YOUR TASK: Tally the lines below that contain the word "negative", and give only that number.

DATA TO PROCESS:
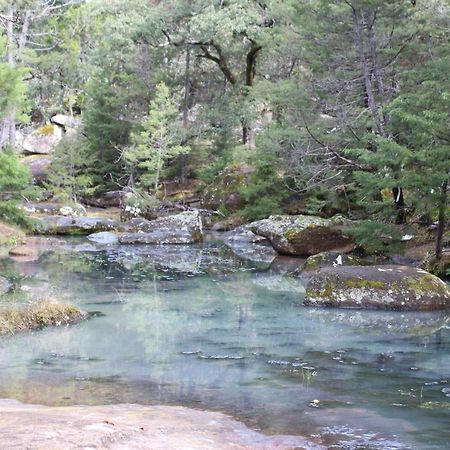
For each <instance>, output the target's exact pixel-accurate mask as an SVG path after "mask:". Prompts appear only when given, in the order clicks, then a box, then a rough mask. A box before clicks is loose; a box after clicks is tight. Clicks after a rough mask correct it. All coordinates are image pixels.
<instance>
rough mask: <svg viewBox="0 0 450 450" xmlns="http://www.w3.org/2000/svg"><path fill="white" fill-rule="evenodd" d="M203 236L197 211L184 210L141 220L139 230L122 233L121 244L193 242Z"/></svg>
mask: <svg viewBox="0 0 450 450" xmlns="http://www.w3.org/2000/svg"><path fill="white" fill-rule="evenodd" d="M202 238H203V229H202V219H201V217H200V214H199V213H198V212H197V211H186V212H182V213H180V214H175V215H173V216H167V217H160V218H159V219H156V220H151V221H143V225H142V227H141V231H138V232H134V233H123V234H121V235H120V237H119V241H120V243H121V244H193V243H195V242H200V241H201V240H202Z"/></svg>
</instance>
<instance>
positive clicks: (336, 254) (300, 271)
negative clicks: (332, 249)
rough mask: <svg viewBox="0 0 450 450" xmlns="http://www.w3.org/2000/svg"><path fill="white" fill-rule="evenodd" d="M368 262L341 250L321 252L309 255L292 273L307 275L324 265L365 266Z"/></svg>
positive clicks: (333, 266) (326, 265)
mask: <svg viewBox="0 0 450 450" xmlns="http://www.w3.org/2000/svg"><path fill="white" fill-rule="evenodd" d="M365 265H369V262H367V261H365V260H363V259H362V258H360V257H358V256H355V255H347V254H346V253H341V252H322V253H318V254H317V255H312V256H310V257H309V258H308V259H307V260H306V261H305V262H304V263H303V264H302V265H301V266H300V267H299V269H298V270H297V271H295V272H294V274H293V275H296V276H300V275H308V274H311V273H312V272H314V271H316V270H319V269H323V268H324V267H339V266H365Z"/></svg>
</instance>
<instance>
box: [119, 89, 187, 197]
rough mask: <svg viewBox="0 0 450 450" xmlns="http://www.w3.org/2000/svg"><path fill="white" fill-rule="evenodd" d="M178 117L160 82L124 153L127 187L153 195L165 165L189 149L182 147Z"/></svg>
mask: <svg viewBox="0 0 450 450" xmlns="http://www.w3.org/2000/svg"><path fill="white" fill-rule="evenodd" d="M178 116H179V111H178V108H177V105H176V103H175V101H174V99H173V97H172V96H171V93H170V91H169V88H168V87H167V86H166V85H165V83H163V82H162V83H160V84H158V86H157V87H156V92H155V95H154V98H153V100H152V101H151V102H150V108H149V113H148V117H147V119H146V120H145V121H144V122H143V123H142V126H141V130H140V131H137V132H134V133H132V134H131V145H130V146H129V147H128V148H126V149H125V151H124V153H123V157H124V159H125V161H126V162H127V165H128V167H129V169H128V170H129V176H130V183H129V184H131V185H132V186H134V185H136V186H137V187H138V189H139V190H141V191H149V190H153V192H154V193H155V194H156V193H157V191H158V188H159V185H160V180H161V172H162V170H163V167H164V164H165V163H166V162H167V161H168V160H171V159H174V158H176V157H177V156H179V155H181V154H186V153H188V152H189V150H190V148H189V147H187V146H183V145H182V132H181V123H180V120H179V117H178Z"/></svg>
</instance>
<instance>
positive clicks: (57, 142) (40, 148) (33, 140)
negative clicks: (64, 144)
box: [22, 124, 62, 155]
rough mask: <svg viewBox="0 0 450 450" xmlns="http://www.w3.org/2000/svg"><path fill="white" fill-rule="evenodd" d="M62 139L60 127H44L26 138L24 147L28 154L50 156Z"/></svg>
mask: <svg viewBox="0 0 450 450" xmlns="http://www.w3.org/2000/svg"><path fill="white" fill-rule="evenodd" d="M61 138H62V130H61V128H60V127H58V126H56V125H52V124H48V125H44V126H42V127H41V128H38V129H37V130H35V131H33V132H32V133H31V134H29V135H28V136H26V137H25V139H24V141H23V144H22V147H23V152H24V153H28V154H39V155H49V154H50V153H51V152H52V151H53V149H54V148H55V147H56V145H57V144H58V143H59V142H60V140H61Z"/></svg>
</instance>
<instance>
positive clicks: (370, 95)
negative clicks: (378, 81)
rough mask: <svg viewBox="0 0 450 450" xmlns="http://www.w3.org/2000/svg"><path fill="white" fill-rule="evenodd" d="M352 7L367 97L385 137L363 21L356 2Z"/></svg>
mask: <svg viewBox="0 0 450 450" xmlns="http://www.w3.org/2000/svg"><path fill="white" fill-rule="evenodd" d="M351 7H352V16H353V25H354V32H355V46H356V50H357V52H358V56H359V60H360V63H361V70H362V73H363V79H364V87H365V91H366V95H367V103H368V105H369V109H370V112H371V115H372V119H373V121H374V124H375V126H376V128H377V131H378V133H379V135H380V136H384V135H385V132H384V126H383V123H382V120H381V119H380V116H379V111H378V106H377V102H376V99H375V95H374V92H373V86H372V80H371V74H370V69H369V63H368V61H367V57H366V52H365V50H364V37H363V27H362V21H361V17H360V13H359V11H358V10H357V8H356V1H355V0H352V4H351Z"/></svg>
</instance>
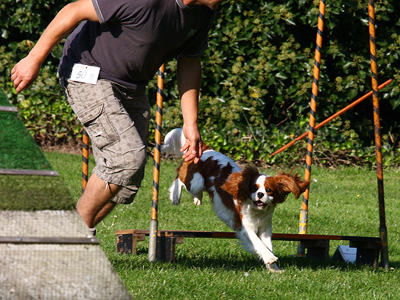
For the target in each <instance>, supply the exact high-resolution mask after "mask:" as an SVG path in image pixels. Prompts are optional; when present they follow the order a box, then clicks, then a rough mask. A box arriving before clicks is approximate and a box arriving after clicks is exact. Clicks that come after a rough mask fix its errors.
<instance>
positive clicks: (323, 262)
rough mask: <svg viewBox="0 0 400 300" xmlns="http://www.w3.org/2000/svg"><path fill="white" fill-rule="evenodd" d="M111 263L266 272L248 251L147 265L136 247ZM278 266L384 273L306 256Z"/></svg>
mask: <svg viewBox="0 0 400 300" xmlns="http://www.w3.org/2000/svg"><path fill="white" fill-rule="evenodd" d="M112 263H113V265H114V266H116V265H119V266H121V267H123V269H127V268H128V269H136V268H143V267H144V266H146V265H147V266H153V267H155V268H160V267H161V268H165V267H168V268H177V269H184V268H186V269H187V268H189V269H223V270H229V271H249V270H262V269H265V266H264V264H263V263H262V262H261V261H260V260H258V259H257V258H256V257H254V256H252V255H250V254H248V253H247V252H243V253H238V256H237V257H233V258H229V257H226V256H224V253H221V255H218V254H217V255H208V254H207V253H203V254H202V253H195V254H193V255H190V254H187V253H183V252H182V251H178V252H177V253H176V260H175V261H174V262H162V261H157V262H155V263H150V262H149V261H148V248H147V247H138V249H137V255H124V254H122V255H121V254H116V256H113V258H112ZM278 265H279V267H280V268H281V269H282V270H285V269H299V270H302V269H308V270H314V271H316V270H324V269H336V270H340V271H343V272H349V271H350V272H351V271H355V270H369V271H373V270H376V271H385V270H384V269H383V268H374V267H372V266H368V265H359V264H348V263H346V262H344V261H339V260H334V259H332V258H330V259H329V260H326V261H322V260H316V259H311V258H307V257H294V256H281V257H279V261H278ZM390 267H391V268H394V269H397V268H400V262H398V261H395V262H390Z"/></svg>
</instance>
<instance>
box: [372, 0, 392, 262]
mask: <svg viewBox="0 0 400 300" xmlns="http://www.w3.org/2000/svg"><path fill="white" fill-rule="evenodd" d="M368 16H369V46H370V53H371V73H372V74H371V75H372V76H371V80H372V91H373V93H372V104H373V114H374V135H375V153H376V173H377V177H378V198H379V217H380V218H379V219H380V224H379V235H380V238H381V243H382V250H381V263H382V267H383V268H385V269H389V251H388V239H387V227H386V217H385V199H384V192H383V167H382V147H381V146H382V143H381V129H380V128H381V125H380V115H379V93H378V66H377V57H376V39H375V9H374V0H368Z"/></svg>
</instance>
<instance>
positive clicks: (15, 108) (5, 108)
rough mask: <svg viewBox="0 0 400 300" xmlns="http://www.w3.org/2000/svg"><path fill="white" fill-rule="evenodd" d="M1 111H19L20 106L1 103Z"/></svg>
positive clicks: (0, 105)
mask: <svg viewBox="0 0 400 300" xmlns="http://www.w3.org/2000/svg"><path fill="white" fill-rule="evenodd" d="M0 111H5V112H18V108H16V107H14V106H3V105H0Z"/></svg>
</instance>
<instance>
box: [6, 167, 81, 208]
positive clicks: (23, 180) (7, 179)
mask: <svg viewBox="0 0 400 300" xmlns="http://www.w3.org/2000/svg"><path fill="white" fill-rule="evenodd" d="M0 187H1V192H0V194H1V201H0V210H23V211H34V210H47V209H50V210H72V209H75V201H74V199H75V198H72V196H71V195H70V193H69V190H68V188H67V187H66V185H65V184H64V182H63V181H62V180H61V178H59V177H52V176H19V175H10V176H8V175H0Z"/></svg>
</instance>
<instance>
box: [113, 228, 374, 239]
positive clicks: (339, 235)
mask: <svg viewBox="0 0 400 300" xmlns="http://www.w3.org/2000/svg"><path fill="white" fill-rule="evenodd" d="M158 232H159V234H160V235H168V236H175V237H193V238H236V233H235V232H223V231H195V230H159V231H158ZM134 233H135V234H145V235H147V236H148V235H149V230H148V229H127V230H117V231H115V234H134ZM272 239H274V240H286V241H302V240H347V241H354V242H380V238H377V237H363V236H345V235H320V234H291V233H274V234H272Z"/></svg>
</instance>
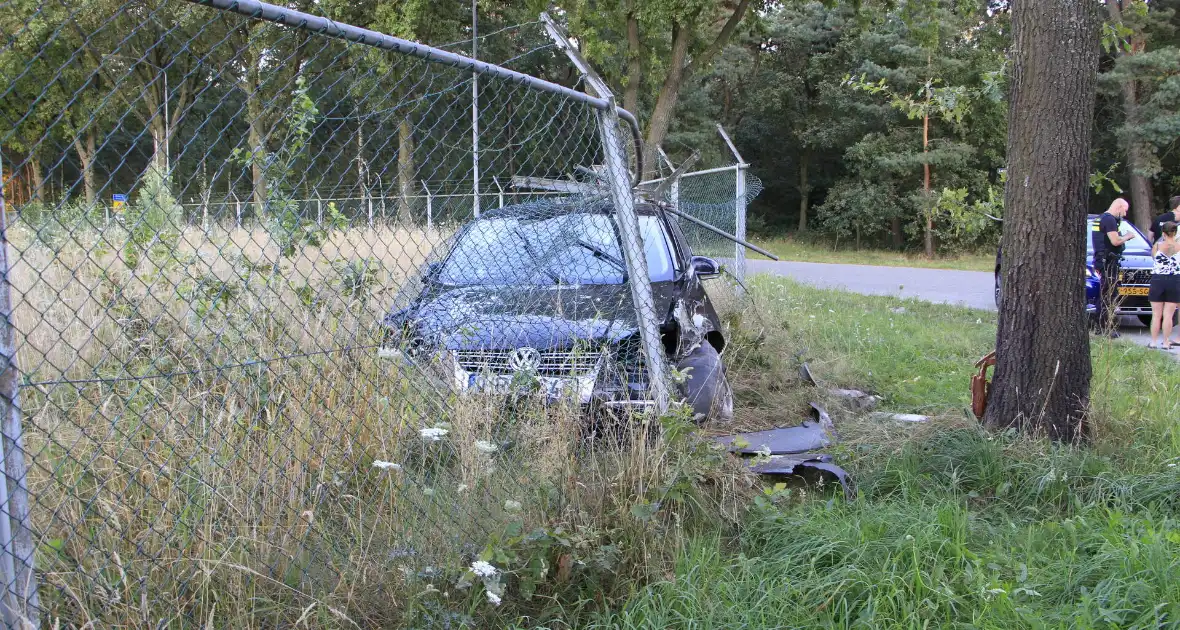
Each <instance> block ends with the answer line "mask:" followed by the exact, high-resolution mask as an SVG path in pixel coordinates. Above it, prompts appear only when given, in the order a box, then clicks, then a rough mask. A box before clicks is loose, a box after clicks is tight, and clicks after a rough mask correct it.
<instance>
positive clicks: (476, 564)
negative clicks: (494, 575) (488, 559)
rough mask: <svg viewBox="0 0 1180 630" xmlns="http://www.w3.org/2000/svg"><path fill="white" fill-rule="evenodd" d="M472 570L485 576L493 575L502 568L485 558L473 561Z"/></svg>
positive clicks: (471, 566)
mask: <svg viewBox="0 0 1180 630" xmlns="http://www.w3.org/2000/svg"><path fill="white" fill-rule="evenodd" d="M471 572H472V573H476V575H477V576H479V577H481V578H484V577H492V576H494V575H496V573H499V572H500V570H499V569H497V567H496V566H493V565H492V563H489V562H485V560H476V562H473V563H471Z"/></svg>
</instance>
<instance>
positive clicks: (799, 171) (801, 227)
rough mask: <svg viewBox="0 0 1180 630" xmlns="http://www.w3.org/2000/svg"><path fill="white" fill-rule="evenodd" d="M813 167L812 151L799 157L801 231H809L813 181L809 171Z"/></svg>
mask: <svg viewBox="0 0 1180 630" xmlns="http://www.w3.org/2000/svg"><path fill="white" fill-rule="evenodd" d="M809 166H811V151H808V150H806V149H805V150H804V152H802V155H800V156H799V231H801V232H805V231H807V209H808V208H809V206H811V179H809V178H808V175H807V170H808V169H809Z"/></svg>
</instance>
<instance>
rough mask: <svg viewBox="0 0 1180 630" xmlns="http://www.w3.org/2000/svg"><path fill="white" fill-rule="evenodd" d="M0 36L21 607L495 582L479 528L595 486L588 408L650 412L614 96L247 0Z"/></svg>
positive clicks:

COMPLETED EXERCISE: 4